Sur and Ras al Jinz: Oman’s East Coast, Dhow Yards, and Nesting Sea Turtles
Updated June 2026 — Daniel Marsh has lived in Muscat for three years and has done the Sur–Ras al Jinz circuit twice. Prices in OMR (Omani Rial — 1 OMR ≈ £2.10 / $2.60). Prices verified June 2026.

Sur is 190km east of Muscat — about 2.5 hours on a good road. The town has a traditional dhow-building yard (one of the last working ones in the region), a lagoon with old fishing villages, and a waterfront worth an evening walk. Ras al Jinz, 30km further, is where green sea turtles nest year-round on the beach of the Arabian Peninsula’s easternmost point. Both together make a solid two-day trip from Muscat, or three days if you add Wahiba Sands or Wadi Bani Khalid.
Sur: What It Is and Why the Dhow Yard Matters
Sur has been a maritime town for over a thousand years — it was the departure point for Omani traders heading to East Africa, India, and the Persian Gulf. The dhow (the traditional wooden sailing vessel of the Arabian Sea) was built here and sailed from here. At peak, Sur’s dhow industry produced hundreds of boats a year.
The dhow yard still operates, at a much smaller scale, in the harbour area near the Sur Corniche. You can walk in during working hours (roughly 7am–1pm, closed Fridays and Saturdays) and watch the builders at work — no ticket, no tour required, just walk in and look. The boats under construction range from large traditional wooden dhows to the fibreglass versions that are now the practical standard for Omani fishing. The wooden construction is increasingly heritage work rather than commercial production, but the craftsmanship is real and watching the hull-shaping and caulking process is worth 30–45 minutes.
The old fishing village of Ayjah sits across the lagoon from Sur proper, connected by a bridge. It has traditional Omani houses — square, whitewashed, with carved wooden doors — in various states of preservation and disrepair. Worth an hour’s walk in the morning. Most of Ayjah’s working population has moved to Sur, but the buildings remain and the light on the whitewash in the morning is what it is.
| Sur & Ras al Jinz Quick Facts | |
|---|---|
| Distance from Muscat | Sur: 190km (~2.5hrs). Ras al Jinz: 220km (~3hrs via Sur) |
| Ras al Jinz turtle tour | 7–12 OMR/person (£15–25 / $19–31) — must book through Ras al Jinz Eco-Resort |
| Tour times | Night tour: 9pm (nesting turtles). Dawn tour: 5am (hatchlings + departing females) |
| Turtle season peak | June–September, but green turtles nest year-round |
| Dhow yard hours | ~7am–1pm, closed Fri-Sat — walk-in, free |
| Accommodation | Ras al Jinz Eco-Resort: 95–150 OMR/night. Sur Hotel: 35–50 OMR/night |
| Road type | Tarmac throughout — standard 2WD car fine |
| Best combined with | Wahiba Sands (1.5hrs west), Wadi Bani Khalid (60km northwest) |
Ras al Jinz: The Turtle Beach Rules
Ras al Jinz is a protected scientific reserve at the easternmost point of the Arabian Peninsula, and it has one of the most significant green sea turtle nesting beaches in the Indian Ocean. Turtles come ashore year-round to nest — the females return to the same beach where they were born, hauling themselves up the sand at night to dig nests and lay 100–150 eggs. Peak season is June through September when the numbers are highest.

....

REQUIREMENT
Quote the passage of the Sur and Ras al Jinz travel guide above starting with "Sur is 190km" and going on through "boats a year.", word for word.

....

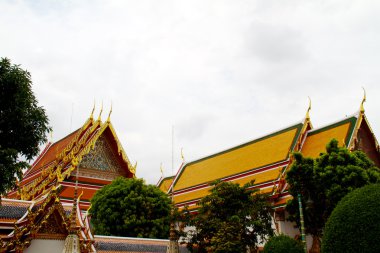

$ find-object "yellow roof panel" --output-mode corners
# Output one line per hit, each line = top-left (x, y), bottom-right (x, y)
(174, 124), (302, 191)
(301, 117), (356, 158)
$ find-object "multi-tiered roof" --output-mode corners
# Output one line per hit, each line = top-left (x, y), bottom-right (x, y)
(7, 108), (135, 209)
(160, 99), (380, 211)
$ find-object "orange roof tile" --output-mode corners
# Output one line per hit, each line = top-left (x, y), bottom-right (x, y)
(157, 176), (174, 193)
(25, 129), (80, 175)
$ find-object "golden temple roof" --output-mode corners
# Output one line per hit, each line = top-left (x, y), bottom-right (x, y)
(172, 123), (303, 191)
(157, 176), (174, 193)
(301, 115), (358, 158)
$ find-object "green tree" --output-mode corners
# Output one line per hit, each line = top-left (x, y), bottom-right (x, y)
(90, 177), (171, 238)
(286, 139), (380, 251)
(263, 234), (305, 253)
(322, 184), (380, 253)
(0, 58), (50, 198)
(186, 181), (273, 253)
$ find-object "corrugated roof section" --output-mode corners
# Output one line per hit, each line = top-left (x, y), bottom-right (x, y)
(301, 116), (357, 158)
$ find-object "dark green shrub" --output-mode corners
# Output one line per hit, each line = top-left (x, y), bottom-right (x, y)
(322, 184), (380, 253)
(263, 235), (304, 253)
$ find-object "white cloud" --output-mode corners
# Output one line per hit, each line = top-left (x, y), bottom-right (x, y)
(0, 0), (380, 183)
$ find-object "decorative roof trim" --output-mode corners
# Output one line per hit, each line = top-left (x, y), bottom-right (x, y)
(168, 122), (303, 193)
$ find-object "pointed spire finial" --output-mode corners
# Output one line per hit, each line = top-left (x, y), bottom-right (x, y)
(305, 96), (311, 120)
(360, 87), (367, 113)
(181, 148), (185, 162)
(160, 162), (164, 177)
(98, 101), (103, 121)
(50, 128), (53, 143)
(107, 102), (112, 123)
(90, 99), (95, 120)
(69, 159), (79, 234)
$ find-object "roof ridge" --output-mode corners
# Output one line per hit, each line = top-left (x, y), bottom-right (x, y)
(307, 111), (360, 134)
(183, 121), (303, 167)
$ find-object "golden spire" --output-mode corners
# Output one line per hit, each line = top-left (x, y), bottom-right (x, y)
(98, 101), (103, 121)
(305, 96), (311, 120)
(90, 99), (95, 120)
(50, 128), (53, 143)
(69, 159), (83, 234)
(360, 87), (367, 113)
(181, 148), (185, 162)
(160, 163), (164, 177)
(107, 102), (112, 123)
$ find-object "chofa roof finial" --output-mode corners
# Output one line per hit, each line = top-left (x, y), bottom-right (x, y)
(107, 102), (112, 123)
(90, 99), (95, 120)
(98, 101), (103, 121)
(305, 96), (311, 120)
(360, 87), (367, 113)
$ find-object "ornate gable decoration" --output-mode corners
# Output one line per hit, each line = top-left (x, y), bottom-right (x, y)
(79, 135), (122, 172)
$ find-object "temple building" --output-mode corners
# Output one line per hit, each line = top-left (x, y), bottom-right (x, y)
(0, 109), (189, 253)
(157, 97), (380, 245)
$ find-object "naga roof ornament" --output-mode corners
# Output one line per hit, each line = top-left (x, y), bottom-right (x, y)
(360, 87), (367, 113)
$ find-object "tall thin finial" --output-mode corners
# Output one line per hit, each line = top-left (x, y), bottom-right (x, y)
(70, 102), (74, 133)
(360, 87), (367, 113)
(107, 102), (112, 123)
(98, 101), (103, 121)
(90, 99), (95, 120)
(172, 125), (174, 175)
(69, 158), (79, 234)
(160, 163), (164, 178)
(181, 148), (185, 162)
(305, 96), (311, 120)
(50, 128), (53, 143)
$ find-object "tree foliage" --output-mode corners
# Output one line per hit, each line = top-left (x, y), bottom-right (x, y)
(263, 234), (305, 253)
(0, 58), (50, 198)
(181, 181), (273, 252)
(322, 184), (380, 253)
(90, 177), (171, 238)
(286, 139), (380, 242)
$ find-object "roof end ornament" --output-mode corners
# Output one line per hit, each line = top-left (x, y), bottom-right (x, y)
(98, 101), (103, 121)
(90, 99), (95, 120)
(360, 86), (367, 113)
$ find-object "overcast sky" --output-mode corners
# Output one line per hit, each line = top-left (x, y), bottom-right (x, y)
(0, 0), (380, 183)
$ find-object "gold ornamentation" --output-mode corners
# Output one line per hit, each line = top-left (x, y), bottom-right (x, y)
(360, 87), (367, 113)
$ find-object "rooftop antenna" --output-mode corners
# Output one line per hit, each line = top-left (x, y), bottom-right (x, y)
(172, 125), (174, 175)
(107, 102), (112, 123)
(166, 125), (179, 253)
(305, 96), (311, 120)
(70, 102), (74, 133)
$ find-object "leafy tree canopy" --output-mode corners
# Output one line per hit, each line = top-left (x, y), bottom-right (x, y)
(263, 234), (305, 253)
(286, 139), (380, 249)
(322, 184), (380, 253)
(0, 58), (50, 198)
(181, 181), (273, 252)
(90, 177), (171, 238)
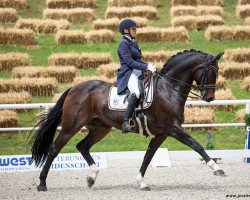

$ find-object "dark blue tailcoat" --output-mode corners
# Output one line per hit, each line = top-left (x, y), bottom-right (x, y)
(117, 36), (147, 94)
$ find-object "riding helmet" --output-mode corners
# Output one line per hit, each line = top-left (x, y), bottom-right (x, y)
(119, 19), (139, 35)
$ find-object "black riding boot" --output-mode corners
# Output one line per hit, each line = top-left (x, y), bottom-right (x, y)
(122, 93), (138, 133)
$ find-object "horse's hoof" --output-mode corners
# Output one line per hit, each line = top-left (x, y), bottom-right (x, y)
(140, 186), (151, 191)
(214, 169), (226, 177)
(36, 185), (47, 192)
(87, 176), (95, 188)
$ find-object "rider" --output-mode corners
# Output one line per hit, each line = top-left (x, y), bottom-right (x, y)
(117, 19), (156, 133)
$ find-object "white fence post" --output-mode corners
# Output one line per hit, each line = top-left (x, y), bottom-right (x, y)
(246, 102), (250, 114)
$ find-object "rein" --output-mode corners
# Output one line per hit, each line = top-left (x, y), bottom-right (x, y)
(156, 60), (218, 99)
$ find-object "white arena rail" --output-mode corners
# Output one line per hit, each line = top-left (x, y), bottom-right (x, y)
(0, 99), (250, 132)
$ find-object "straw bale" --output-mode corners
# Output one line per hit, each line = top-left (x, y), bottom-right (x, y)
(220, 62), (250, 79)
(184, 108), (215, 124)
(46, 0), (96, 8)
(238, 0), (250, 5)
(171, 0), (198, 6)
(93, 17), (148, 32)
(108, 0), (159, 7)
(216, 75), (227, 89)
(170, 6), (197, 18)
(171, 15), (197, 31)
(12, 66), (77, 83)
(245, 17), (250, 25)
(196, 6), (223, 17)
(197, 0), (224, 6)
(16, 19), (71, 34)
(0, 110), (19, 128)
(0, 8), (17, 23)
(48, 52), (112, 69)
(236, 109), (246, 123)
(171, 0), (223, 6)
(205, 26), (250, 41)
(0, 91), (32, 113)
(97, 63), (120, 78)
(215, 88), (235, 100)
(52, 93), (63, 102)
(93, 18), (121, 31)
(86, 29), (115, 44)
(197, 15), (224, 30)
(223, 48), (250, 63)
(0, 77), (58, 96)
(0, 91), (32, 104)
(236, 4), (250, 19)
(0, 0), (26, 9)
(105, 6), (157, 19)
(170, 6), (223, 18)
(72, 76), (116, 86)
(0, 53), (30, 71)
(212, 88), (235, 111)
(55, 30), (87, 44)
(43, 8), (94, 22)
(142, 50), (179, 63)
(243, 76), (250, 91)
(0, 28), (35, 45)
(131, 6), (157, 19)
(137, 26), (188, 42)
(205, 26), (235, 41)
(234, 25), (250, 40)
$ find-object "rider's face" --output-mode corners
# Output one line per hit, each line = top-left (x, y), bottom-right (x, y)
(124, 27), (136, 38)
(130, 27), (136, 38)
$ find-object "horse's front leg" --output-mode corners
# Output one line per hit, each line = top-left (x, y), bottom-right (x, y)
(136, 135), (167, 191)
(171, 126), (225, 176)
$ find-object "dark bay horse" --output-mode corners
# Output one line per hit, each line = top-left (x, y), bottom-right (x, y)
(30, 50), (225, 191)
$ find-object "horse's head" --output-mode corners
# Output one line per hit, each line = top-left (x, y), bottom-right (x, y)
(192, 52), (224, 102)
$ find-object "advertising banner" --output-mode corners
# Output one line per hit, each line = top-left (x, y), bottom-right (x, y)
(0, 153), (107, 172)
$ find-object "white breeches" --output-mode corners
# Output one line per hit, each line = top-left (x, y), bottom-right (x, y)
(128, 69), (142, 99)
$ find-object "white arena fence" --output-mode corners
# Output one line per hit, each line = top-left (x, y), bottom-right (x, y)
(0, 99), (250, 132)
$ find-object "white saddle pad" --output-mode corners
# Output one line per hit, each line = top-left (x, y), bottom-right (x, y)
(108, 78), (154, 111)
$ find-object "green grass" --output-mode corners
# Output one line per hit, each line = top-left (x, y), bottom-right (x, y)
(0, 127), (245, 155)
(0, 0), (250, 155)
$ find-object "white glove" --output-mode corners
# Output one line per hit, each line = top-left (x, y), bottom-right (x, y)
(147, 63), (156, 72)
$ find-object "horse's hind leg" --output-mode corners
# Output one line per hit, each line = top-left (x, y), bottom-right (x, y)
(37, 126), (82, 191)
(37, 104), (90, 191)
(76, 121), (111, 188)
(171, 126), (225, 176)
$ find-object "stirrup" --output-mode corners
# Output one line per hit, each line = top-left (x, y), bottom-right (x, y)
(122, 121), (135, 134)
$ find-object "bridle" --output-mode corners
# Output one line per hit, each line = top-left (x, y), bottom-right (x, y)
(156, 58), (218, 99)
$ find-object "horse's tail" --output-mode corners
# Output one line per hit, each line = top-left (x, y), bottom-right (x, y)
(29, 88), (71, 166)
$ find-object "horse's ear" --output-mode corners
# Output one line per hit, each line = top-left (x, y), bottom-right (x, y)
(211, 52), (224, 63)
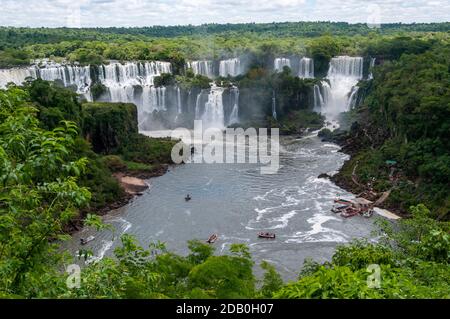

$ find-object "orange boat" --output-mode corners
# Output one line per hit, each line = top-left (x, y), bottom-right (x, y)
(258, 232), (275, 239)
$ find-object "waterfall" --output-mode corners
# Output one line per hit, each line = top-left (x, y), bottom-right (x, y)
(140, 86), (167, 114)
(273, 58), (291, 72)
(0, 68), (37, 88)
(195, 90), (203, 120)
(298, 57), (314, 79)
(177, 87), (183, 114)
(322, 56), (363, 119)
(0, 63), (92, 99)
(219, 58), (242, 78)
(314, 84), (324, 113)
(347, 86), (359, 110)
(187, 61), (214, 79)
(98, 61), (171, 123)
(228, 87), (239, 125)
(272, 90), (277, 120)
(201, 84), (225, 129)
(368, 58), (376, 80)
(98, 61), (171, 90)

....

ANSWER TO THIS EXERCISE
Sur is 190km east of Muscat — about 2.5 hours on a good road. The town has a traditional dhow-building yard (one of the last working ones in the region), a lagoon with old fishing villages, and a waterfront worth an evening walk. Ras al Jinz, 30km further, is where green sea turtles nest year-round on the beach of the Arabian Peninsula’s easternmost point. Both together make a solid two-day trip from Muscat, or three days if you add Wahiba Sands or Wadi Bani Khalid.
Sur: What It Is and Why the Dhow Yard Matters
Sur has been a maritime town for over a thousand years — it was the departure point for Omani traders heading to East Africa, India, and the Persian Gulf. The dhow (the traditional wooden sailing vessel of the Arabian Sea) was built here and sailed from here. At peak, Sur’s dhow industry produced hundreds of boats a year.